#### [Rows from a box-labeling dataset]
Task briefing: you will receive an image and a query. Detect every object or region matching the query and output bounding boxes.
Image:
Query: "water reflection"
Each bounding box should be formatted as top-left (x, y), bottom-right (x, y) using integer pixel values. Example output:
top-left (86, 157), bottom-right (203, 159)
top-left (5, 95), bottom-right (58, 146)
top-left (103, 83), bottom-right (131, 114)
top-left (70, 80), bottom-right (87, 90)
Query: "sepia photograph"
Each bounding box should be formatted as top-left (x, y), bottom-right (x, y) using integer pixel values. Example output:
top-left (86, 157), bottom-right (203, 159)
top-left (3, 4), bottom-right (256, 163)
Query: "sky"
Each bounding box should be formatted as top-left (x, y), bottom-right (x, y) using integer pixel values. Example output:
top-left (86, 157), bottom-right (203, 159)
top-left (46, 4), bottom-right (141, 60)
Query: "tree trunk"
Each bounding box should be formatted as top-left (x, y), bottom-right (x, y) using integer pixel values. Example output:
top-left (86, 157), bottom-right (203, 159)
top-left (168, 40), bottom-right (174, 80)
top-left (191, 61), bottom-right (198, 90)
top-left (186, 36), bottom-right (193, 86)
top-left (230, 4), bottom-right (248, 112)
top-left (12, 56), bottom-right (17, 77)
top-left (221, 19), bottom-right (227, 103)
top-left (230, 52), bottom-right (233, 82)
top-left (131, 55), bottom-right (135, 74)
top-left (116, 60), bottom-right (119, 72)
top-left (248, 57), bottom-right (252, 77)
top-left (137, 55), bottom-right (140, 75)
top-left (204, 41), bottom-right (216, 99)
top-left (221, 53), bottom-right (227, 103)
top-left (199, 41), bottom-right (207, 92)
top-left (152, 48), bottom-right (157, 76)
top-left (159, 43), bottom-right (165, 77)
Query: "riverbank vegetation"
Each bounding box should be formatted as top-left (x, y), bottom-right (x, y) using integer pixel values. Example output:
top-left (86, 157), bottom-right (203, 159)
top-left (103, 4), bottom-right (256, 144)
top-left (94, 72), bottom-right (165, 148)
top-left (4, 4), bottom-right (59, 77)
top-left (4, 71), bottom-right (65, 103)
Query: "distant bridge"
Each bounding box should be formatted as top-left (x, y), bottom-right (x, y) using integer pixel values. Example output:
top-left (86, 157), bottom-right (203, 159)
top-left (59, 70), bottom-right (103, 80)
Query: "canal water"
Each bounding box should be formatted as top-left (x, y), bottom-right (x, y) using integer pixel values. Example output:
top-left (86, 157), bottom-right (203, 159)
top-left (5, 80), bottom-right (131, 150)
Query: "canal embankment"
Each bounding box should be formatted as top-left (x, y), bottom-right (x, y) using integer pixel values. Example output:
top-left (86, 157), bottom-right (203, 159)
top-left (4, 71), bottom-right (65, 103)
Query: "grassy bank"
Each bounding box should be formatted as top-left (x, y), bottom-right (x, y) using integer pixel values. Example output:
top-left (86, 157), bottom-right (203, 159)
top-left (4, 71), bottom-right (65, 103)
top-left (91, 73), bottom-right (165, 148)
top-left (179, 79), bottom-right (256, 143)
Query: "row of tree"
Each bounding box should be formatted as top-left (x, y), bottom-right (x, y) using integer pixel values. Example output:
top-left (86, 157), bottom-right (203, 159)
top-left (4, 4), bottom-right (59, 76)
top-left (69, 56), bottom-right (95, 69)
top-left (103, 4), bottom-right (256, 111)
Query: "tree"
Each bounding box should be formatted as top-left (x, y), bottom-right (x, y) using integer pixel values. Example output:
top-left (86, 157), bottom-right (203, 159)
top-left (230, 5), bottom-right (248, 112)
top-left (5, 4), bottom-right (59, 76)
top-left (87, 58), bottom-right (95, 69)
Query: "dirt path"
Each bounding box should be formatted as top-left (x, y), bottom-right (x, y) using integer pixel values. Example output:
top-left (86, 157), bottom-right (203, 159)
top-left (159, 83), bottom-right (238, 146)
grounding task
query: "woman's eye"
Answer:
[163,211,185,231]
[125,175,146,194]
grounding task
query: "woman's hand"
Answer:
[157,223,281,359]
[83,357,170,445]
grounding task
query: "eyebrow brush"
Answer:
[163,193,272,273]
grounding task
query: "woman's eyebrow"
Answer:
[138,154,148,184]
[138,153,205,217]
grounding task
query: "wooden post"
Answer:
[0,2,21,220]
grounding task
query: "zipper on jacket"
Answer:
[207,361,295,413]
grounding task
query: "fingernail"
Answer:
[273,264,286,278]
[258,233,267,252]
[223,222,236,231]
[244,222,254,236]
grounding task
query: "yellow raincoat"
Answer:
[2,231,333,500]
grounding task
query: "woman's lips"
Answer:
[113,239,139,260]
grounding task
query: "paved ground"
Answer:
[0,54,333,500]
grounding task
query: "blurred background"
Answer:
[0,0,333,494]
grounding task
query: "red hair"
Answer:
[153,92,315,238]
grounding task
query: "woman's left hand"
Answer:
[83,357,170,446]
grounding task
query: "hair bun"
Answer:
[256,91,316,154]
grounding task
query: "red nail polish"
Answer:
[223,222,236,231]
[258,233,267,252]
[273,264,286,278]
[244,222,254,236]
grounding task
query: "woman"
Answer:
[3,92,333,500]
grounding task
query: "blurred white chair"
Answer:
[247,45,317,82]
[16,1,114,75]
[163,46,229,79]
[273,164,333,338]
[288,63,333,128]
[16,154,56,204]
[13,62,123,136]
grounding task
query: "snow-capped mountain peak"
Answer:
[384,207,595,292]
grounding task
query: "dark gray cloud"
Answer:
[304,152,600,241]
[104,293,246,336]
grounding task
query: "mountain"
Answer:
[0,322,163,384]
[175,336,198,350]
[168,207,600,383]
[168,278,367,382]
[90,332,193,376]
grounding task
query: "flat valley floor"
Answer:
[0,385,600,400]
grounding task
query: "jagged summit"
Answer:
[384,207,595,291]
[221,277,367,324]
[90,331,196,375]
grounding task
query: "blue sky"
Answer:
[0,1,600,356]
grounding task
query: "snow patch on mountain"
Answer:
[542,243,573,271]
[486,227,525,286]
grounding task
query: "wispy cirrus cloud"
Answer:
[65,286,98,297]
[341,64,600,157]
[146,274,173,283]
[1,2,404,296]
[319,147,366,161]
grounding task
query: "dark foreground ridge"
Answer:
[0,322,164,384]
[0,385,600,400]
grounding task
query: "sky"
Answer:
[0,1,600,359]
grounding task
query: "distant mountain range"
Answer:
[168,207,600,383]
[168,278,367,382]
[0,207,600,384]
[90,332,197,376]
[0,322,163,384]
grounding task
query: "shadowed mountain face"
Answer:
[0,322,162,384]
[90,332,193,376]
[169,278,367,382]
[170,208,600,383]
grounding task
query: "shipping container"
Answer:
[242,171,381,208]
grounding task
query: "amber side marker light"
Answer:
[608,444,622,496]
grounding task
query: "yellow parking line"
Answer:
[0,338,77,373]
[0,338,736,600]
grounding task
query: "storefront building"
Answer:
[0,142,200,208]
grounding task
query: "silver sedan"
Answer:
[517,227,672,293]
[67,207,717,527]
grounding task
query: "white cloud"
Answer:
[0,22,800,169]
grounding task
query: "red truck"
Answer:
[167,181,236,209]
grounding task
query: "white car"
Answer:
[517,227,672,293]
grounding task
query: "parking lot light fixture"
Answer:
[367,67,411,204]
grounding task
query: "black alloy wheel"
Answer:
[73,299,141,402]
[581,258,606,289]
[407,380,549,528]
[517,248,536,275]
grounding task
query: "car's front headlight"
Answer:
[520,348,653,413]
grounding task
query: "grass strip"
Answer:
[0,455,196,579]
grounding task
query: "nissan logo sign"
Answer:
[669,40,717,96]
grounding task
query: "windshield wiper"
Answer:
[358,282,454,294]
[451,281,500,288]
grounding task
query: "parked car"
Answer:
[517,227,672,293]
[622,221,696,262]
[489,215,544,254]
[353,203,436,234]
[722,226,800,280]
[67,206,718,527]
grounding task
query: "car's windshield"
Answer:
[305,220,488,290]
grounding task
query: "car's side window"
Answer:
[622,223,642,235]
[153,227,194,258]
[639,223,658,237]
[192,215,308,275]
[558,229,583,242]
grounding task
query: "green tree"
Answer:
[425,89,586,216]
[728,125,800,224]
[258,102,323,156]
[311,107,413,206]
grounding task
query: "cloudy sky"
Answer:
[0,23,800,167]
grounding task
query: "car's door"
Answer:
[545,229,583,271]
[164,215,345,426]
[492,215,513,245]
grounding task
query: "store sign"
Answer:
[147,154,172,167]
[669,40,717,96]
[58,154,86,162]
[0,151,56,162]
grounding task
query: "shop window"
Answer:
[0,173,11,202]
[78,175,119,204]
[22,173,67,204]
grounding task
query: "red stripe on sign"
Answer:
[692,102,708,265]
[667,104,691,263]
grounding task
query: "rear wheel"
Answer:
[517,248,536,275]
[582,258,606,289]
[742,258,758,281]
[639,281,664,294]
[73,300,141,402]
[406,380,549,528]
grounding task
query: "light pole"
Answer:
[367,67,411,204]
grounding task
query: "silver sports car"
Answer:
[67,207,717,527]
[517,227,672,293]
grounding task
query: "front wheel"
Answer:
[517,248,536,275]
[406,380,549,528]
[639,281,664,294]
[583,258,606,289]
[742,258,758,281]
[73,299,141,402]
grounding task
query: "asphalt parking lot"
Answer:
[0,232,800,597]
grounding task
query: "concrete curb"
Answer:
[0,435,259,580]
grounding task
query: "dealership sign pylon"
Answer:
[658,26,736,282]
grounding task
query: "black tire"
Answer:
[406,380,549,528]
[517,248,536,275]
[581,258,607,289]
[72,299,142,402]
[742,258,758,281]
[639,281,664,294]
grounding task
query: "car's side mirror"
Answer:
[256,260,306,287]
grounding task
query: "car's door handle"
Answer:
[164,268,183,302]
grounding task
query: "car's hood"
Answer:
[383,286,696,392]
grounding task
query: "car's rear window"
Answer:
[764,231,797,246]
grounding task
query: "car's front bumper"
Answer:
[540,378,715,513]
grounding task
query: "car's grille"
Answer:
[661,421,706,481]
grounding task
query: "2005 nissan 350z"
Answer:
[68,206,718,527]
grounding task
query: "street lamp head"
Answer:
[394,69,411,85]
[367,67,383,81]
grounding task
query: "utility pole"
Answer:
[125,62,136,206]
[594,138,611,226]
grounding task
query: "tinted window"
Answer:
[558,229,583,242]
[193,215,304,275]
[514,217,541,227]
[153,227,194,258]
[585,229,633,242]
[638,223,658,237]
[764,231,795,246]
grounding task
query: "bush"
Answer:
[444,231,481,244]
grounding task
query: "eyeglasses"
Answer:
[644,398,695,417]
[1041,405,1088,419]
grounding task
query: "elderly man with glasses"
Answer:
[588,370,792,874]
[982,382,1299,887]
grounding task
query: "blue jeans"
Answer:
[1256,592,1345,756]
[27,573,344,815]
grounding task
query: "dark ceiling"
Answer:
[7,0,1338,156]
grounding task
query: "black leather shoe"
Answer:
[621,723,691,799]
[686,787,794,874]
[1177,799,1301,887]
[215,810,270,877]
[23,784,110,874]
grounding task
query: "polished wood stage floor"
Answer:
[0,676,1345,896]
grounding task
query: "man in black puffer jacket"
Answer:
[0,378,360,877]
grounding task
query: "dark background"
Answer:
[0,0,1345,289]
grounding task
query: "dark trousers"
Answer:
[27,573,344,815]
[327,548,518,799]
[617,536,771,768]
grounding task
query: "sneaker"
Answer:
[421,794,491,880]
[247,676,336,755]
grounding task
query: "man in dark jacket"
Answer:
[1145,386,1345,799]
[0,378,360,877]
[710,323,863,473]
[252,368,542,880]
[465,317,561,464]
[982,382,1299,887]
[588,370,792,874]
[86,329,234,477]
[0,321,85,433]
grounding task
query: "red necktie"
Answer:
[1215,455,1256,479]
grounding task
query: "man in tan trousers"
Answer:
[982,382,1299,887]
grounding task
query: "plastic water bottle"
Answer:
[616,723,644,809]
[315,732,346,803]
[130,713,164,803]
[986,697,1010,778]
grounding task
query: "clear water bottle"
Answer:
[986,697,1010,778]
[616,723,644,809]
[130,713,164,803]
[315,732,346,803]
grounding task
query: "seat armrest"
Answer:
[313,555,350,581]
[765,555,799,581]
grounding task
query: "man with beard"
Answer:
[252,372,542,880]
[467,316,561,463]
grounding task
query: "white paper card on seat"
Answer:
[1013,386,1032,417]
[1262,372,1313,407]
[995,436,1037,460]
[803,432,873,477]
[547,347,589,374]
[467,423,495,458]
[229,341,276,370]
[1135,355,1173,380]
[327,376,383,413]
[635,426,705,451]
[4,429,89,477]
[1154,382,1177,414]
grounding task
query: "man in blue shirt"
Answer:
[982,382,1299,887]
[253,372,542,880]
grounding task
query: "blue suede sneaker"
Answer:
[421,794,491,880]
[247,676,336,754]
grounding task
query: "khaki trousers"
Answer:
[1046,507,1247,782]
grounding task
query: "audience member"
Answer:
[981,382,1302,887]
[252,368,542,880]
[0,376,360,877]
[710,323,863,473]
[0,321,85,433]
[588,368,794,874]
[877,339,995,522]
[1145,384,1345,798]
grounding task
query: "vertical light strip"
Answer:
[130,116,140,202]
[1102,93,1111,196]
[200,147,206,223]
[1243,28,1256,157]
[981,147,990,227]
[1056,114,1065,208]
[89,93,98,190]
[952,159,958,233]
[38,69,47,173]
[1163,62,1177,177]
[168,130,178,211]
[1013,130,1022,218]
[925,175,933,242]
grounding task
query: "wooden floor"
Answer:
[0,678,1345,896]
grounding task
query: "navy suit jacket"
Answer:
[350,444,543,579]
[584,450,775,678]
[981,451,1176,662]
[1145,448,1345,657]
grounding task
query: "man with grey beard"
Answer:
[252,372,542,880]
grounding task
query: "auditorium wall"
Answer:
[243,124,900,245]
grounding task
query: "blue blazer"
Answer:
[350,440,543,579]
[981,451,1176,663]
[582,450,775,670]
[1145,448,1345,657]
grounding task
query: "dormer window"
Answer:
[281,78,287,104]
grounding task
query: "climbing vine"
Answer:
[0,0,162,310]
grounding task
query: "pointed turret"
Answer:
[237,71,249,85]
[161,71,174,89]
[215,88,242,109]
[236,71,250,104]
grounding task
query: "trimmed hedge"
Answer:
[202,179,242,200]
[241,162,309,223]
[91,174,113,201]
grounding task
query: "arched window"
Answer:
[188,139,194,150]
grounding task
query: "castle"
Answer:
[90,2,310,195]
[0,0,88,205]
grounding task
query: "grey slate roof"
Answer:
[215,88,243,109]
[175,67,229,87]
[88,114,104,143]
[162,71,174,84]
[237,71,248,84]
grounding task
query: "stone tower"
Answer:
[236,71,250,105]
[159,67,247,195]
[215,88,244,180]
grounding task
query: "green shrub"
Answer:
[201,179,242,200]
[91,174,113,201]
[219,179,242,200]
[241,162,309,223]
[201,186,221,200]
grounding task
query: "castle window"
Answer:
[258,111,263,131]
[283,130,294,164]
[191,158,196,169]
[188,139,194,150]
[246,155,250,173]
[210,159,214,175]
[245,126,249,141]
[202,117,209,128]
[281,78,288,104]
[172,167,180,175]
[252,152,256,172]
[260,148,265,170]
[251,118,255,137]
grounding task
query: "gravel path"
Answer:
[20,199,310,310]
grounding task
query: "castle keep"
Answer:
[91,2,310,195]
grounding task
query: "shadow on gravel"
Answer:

#### [Required work]
Extract every line of the records above that contains the string "side".

#### [Response]
query: "amber side marker light"
query: "car's side window"
query: "car's side mirror"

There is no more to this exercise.